--- Task material ---

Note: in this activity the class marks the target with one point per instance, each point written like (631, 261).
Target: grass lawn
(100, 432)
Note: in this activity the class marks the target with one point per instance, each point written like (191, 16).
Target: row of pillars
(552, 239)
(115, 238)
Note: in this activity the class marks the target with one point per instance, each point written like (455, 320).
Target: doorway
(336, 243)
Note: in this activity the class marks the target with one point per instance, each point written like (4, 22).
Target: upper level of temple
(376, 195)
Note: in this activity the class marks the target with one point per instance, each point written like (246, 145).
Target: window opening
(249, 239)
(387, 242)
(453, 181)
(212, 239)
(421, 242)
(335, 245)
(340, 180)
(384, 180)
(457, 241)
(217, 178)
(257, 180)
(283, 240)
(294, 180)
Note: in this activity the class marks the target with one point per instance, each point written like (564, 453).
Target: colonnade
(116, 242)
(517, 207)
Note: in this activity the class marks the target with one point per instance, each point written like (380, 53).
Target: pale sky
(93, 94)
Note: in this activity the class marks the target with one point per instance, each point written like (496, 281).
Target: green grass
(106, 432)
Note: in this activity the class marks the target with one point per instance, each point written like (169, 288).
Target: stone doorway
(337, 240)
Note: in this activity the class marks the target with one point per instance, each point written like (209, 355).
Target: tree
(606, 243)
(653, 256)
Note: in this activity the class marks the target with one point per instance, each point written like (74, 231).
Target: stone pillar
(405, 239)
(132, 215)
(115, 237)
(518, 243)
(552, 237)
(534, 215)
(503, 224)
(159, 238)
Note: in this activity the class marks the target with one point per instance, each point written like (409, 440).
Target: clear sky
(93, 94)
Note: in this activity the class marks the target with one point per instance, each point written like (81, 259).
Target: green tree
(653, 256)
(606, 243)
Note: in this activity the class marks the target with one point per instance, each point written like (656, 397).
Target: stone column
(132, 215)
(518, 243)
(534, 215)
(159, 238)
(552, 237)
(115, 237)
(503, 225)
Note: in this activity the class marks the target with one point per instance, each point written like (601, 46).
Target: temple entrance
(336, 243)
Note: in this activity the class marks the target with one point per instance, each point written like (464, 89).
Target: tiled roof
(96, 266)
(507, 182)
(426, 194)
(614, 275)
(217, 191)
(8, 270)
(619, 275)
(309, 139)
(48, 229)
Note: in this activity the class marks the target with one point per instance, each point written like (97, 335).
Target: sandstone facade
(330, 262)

---

What you will do:
Update the lines running from the line with "like (81, 259)." through the end of the records, replacing "class" with "group" and keeping everything else unchanged.

Correct result:
Note: in this activity the group marks the target with one point per instance, each point written like (81, 259).
Target: green tree
(653, 256)
(606, 243)
Note: in this activity the group marks the target with one point per instance, each point written like (656, 397).
Target: stone column
(132, 215)
(518, 243)
(534, 215)
(159, 238)
(552, 237)
(115, 237)
(503, 225)
Note: in this activity the group marks the target with one point per instance, each point written like (601, 46).
Target: temple entrance
(336, 243)
Note: in this activity the group marks the target with one point per instance, each point written like (464, 89).
Target: tiled roof
(96, 266)
(507, 182)
(426, 194)
(614, 275)
(217, 191)
(8, 270)
(619, 275)
(309, 139)
(48, 229)
Note: in this activity the group marks the target with one point per instance, each point written like (97, 335).
Target: sandstone facade
(330, 262)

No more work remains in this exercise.